Description of the task → Write out every line of the items below without altering a single character.

[begin Excerpted data]

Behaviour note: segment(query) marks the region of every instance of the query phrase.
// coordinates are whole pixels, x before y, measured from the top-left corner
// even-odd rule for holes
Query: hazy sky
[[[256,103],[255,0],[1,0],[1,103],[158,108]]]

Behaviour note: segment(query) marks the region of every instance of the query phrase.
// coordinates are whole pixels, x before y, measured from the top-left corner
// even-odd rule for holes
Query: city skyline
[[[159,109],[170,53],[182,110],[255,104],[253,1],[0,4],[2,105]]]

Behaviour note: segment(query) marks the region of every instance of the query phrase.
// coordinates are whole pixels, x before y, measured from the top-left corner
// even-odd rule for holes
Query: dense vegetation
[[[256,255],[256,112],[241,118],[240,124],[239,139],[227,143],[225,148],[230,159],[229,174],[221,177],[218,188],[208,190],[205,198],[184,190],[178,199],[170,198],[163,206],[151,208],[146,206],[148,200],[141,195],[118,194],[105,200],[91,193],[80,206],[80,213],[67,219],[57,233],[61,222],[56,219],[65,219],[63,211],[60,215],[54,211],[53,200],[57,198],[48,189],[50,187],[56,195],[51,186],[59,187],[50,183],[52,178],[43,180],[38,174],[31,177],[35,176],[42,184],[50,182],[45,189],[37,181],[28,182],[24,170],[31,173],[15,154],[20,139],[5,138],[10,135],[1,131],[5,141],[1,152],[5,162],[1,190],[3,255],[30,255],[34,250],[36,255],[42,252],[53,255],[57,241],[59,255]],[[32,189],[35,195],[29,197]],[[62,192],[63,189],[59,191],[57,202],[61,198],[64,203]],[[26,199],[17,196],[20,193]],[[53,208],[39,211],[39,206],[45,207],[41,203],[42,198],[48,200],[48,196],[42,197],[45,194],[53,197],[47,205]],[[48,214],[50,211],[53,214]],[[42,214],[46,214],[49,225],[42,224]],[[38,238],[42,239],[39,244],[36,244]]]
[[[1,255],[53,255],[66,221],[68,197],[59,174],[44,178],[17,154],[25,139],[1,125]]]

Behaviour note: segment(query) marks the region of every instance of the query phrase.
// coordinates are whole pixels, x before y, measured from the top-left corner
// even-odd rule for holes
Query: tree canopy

[end Excerpted data]

Exercise result →
Behaviour note: segment(query) marks the region of every instance of the query phrase.
// coordinates are whole pixels, x before y, measured from the top-left corner
// even-odd rule for holes
Query: hazy sky
[[[256,103],[255,0],[1,0],[1,103],[158,108]]]

Behaviour note: segment(query) marks the region of every instance of the query phrase.
// coordinates are whole pixels, x before y, measured from the top-left corner
// even-odd rule for holes
Query: city skyline
[[[159,109],[170,53],[182,110],[255,104],[253,1],[0,4],[2,105]]]

Behaviour note: segment(query) marks the region of every instance of the query phrase.
// coordinates are whole pixels, x before y, measured from the top-left corner
// even-odd rule for holes
Query: dense vegetation
[[[256,255],[256,112],[241,118],[240,124],[239,139],[227,143],[225,148],[230,159],[229,174],[221,177],[218,188],[208,190],[205,198],[184,190],[178,199],[170,198],[163,206],[151,208],[146,206],[148,200],[141,195],[118,194],[105,200],[91,193],[80,206],[80,213],[67,219],[57,233],[61,222],[56,219],[65,219],[63,211],[60,215],[54,211],[53,200],[57,198],[48,189],[50,187],[56,195],[51,186],[59,187],[50,183],[52,178],[43,180],[38,174],[31,177],[35,176],[42,184],[50,182],[45,189],[37,181],[28,182],[24,170],[31,173],[15,154],[20,139],[5,138],[10,135],[1,131],[5,141],[1,152],[5,162],[1,190],[3,255],[30,255],[34,250],[36,255],[42,252],[53,255],[57,241],[59,255]],[[32,189],[35,195],[29,197]],[[62,192],[63,189],[59,191],[57,202],[61,198],[64,203]],[[26,199],[17,196],[20,193]],[[53,208],[39,211],[39,206],[45,207],[41,203],[42,198],[48,200],[48,196],[42,197],[45,194],[53,197],[47,205]],[[48,214],[50,211],[53,214]],[[42,214],[46,214],[49,225],[42,224]],[[38,238],[42,239],[39,244],[36,244]]]
[[[1,255],[53,255],[66,221],[68,197],[59,174],[44,178],[17,154],[25,139],[1,125]]]

Behaviour note: segment(query) marks the region of every instance of the query phrase.
// coordinates are whole pixels, x before y, measured from the top-left corner
// even-odd rule for holes
Query: tree canopy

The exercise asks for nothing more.